START Exercise text
What is means that any choice you are making is pre-determined by your past, right from milliseconds before making that choice to millions/billions of years of evolutionary conditioning.
Say you go to a new restaurant and your wife is reading the menu to pick an item if you know your wife well enough, you can predict what she would like, even if it’s a restaurant which you never went to.
Doesn’t mean that she’s not making that choice. It’s just been pre-decided.
Yes, even though she is actually going through some options and trying to make a choice, if you know her, you can definitely predict it - this is a very simple argument for there’s no free will behind that choice.
If you can replicate her brain and body states perfectly, you can in the next moment, predict with 100% accuracy what she will do next, ofc we need the algorithms that your brain and body is running as well.
And to clarify this doesn’t mean I can predict what she will do in an hour/day/month so on:
Human brain is actively learning from the environment, and our lives can turn upside down in a second.
Because environment is so unpredictable (at least with the current tech) its not possible to predict her body + brain state far in the future.
But if we can predict environment perfectly as well, then yes everything is pre-determined.
Now lets come back to the point that humans basically biological machines doing biological computation.
So my question to back to him:
Are you scared of other humans or animals? If yes are you scared of computation?
Computation is the fundamental nature of the universe according to Stephen Wolfram but that’s a separate discussion, we can go there in another article.
END Exercise text
Questions on the material
1. Reproduce the part of the free will passage starting with "Because environment is" and going on through "everything is pre-determined.".
2. In the free will passage, the sentence beginning "And to clarify" names spans of time over which the writer says they cannot predict what she will do. List those spans.
3. Translate this sentence from the free will passage into Spanish: "Human brain is actively learning from the environment, and our lives can turn upside down in a second."
The material after this point is separate from the free will passage.
START Extracted records
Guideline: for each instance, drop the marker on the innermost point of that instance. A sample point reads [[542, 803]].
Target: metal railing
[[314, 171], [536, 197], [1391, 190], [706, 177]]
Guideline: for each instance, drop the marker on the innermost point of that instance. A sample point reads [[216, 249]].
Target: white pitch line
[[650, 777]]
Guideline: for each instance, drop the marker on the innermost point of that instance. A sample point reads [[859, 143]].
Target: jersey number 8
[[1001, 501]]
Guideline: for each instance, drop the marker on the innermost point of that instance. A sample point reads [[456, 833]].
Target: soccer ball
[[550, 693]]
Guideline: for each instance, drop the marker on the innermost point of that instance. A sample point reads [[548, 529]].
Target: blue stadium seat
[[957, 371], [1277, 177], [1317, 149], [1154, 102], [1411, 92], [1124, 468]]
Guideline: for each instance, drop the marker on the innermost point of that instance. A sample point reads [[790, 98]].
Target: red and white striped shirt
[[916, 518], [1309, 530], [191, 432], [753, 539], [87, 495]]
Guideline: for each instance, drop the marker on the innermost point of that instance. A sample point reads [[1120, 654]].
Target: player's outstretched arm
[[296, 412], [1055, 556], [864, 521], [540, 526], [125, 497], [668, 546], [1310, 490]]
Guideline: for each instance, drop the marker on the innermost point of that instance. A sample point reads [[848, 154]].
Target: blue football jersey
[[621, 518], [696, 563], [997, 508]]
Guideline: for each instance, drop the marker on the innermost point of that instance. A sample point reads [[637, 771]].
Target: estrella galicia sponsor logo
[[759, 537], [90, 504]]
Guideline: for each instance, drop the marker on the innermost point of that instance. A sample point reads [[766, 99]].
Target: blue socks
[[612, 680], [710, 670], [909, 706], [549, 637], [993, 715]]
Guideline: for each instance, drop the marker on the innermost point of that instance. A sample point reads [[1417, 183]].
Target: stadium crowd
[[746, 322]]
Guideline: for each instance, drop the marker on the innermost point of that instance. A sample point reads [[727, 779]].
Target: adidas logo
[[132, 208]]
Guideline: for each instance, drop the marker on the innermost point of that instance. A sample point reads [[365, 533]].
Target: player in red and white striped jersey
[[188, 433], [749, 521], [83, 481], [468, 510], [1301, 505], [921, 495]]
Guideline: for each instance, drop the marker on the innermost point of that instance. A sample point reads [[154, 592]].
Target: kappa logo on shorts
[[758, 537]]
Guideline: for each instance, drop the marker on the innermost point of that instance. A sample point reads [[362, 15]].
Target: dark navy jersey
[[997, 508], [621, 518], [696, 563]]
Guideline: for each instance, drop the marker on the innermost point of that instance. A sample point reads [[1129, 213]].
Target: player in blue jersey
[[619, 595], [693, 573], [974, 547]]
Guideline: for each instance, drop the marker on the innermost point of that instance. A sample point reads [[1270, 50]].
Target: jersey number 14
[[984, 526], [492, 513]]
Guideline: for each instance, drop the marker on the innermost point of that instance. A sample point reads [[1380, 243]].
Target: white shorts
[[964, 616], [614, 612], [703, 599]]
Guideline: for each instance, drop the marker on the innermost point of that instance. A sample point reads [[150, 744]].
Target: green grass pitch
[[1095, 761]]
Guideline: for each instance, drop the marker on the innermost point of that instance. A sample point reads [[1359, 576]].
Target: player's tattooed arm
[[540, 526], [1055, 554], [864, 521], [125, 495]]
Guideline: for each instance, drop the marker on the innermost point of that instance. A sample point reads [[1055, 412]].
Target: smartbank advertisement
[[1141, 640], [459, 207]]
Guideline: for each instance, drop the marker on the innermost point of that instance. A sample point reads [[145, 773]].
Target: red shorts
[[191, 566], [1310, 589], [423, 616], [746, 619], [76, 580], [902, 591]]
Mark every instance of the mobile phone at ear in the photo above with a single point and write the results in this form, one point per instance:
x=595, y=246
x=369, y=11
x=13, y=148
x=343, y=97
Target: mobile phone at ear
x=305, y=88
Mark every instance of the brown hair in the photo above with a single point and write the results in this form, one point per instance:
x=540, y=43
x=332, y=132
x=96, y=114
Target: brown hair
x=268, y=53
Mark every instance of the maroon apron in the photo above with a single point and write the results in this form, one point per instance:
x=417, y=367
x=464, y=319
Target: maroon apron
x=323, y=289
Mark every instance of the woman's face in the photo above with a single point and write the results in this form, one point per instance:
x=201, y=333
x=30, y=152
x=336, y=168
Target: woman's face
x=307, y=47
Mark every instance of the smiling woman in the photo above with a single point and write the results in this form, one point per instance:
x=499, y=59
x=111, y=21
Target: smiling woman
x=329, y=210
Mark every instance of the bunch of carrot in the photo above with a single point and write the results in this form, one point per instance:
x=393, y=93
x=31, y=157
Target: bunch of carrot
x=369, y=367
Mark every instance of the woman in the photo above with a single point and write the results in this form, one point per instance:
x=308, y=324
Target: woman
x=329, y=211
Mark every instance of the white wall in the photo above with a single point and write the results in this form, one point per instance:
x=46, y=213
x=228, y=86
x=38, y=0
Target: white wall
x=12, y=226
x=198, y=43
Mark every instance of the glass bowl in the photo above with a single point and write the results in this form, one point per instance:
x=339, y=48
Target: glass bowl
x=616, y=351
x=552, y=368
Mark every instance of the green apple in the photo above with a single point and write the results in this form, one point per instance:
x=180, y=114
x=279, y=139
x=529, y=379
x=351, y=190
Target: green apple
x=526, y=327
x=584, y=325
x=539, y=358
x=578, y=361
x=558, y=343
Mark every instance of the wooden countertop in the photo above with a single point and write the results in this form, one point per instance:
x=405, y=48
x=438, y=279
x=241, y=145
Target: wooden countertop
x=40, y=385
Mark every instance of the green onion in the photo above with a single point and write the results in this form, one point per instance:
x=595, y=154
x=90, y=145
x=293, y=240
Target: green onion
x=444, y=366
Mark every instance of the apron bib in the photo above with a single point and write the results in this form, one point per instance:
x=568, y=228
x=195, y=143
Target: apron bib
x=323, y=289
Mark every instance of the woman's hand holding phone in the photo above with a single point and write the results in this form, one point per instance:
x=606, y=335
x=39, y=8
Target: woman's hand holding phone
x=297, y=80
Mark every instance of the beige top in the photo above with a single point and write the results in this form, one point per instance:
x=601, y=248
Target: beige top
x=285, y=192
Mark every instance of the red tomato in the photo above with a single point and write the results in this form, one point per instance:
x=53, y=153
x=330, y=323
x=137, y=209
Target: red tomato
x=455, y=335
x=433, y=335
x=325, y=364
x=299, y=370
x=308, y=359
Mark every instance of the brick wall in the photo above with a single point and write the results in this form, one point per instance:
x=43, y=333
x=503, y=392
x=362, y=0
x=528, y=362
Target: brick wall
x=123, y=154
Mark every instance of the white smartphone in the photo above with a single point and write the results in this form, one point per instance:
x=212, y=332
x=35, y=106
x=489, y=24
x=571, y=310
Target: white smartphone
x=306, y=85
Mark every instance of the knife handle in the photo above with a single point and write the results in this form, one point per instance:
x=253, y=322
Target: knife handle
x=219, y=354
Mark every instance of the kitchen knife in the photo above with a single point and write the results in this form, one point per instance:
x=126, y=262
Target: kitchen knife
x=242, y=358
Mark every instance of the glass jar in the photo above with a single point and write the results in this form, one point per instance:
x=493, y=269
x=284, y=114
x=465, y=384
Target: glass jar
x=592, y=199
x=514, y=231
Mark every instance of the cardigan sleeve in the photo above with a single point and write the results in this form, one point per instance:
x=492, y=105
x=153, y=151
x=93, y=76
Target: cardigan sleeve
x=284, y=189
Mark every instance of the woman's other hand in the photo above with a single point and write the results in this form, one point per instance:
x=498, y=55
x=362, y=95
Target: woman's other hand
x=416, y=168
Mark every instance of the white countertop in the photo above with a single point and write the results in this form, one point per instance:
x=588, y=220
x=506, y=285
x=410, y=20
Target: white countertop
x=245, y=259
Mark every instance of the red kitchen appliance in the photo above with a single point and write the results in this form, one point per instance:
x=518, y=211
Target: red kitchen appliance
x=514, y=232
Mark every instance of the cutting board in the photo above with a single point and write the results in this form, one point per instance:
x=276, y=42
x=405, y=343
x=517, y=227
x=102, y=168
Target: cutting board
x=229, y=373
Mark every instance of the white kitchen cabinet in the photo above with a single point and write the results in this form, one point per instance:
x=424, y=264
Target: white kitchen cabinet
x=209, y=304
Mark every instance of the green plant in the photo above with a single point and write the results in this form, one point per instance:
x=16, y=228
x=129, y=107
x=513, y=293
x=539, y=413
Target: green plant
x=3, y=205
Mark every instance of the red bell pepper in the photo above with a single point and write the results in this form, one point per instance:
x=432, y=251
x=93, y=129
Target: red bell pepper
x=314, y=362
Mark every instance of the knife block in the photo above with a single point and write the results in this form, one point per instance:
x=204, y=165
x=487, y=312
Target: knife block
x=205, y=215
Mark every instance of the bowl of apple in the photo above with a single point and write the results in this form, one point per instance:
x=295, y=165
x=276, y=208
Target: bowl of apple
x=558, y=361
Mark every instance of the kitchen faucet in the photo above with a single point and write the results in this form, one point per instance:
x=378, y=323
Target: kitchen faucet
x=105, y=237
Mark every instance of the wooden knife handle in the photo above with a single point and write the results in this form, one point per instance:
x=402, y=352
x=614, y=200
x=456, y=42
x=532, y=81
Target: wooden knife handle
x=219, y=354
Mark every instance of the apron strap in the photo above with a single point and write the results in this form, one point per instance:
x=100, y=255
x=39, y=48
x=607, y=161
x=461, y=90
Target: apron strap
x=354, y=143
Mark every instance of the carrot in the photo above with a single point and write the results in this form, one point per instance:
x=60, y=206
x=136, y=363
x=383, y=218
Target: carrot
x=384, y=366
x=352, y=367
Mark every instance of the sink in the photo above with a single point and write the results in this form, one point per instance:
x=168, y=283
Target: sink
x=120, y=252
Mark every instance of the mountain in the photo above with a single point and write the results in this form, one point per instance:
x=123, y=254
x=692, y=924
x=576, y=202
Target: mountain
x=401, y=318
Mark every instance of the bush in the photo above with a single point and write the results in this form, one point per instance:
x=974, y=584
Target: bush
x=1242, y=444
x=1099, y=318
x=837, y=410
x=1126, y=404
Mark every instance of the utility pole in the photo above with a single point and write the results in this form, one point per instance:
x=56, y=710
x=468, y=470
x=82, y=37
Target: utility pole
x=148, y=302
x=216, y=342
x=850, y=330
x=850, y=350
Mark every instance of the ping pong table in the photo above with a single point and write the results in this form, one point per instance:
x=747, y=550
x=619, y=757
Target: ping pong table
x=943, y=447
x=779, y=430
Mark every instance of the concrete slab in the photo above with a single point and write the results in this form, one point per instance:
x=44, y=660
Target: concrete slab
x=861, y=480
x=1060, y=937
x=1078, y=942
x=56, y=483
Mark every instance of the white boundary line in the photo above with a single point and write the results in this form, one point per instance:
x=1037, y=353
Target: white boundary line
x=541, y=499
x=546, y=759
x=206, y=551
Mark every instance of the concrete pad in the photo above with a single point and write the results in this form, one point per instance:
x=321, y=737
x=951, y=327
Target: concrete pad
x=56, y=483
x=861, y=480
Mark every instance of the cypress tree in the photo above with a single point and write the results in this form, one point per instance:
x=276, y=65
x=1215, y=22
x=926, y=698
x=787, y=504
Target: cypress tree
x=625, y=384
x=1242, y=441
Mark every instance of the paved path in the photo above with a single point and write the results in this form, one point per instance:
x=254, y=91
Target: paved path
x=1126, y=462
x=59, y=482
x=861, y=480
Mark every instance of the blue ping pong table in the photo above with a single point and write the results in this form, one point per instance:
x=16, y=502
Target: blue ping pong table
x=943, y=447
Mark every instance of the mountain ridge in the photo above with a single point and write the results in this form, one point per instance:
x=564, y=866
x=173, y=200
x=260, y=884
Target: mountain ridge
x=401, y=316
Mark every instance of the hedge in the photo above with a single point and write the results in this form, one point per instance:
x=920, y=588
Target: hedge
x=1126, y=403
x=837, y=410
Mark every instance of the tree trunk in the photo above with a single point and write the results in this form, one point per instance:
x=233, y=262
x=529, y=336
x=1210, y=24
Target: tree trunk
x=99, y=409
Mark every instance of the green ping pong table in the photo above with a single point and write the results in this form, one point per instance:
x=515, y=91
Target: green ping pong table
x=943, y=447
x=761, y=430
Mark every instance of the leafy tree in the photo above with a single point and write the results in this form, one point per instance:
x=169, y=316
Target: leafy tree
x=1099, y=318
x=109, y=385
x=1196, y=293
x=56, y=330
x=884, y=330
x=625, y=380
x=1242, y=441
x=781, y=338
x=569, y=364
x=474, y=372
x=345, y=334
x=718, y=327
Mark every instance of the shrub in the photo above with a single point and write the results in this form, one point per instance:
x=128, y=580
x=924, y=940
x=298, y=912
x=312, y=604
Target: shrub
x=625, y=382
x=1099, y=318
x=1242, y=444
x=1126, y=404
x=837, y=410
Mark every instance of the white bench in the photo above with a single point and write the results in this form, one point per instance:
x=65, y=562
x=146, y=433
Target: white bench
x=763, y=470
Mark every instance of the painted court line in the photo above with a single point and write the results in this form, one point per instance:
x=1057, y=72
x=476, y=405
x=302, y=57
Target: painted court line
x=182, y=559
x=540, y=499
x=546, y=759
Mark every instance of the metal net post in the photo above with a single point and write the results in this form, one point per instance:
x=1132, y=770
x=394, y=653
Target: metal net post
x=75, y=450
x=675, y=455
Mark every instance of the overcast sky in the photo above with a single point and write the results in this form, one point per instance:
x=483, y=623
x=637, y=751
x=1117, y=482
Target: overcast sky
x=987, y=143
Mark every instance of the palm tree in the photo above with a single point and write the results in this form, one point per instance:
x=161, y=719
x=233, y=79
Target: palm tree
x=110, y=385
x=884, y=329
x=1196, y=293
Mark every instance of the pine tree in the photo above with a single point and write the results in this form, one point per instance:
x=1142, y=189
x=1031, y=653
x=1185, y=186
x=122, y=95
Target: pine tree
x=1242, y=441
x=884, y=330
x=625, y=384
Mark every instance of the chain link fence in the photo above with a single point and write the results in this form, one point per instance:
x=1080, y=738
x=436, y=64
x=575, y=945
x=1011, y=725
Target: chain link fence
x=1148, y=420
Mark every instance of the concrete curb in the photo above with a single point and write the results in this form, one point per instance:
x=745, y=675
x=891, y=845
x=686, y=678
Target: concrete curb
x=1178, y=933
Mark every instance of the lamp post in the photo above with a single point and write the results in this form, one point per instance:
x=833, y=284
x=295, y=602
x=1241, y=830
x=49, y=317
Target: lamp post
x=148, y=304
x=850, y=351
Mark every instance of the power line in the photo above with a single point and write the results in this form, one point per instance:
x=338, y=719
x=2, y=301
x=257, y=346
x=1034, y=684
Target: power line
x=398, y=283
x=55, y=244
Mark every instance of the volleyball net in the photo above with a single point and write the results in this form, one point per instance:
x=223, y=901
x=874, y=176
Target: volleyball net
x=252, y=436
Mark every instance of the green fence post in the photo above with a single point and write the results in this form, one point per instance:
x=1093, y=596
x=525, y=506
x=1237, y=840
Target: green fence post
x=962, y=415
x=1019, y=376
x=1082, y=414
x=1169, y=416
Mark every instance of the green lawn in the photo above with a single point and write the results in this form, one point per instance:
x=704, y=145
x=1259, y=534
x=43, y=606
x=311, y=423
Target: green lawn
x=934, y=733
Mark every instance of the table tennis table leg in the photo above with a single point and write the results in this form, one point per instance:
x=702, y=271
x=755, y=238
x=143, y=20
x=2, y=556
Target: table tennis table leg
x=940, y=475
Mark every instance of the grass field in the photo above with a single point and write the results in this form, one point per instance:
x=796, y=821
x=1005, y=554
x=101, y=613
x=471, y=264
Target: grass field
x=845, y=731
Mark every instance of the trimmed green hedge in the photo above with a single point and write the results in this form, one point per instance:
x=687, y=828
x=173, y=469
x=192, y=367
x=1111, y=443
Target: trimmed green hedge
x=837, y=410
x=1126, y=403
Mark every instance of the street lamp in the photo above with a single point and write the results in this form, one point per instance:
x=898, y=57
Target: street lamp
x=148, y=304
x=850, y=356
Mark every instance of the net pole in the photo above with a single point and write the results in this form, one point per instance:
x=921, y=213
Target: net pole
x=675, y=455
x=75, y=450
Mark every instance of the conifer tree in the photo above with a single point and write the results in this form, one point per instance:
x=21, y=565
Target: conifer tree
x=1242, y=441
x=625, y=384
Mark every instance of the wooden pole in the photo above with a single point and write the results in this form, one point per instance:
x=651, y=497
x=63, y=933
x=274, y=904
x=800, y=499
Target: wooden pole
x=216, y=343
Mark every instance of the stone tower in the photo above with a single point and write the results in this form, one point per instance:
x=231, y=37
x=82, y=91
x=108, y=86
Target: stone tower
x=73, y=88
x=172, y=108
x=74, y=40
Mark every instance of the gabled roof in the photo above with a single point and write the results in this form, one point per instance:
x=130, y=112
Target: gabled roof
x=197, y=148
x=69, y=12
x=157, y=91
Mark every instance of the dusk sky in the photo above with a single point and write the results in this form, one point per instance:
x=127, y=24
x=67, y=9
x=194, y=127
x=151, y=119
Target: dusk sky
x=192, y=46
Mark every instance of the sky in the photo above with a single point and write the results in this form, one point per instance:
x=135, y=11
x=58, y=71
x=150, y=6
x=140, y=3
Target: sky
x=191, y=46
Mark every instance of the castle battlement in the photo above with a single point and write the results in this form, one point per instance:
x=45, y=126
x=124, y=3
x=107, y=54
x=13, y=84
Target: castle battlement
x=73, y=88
END Extracted records
Outputs by task
1.
Because environment is so unpredictable (at least with the current tech) its not possible to predict her body + brain state far in the future.
But if we can predict environment perfectly as well, then yes everything is pre-determined.

2.
an hour
a day
a month

3. El cerebro humano aprende activamente del entorno, y nuestras vidas pueden dar un vuelco en un segundo.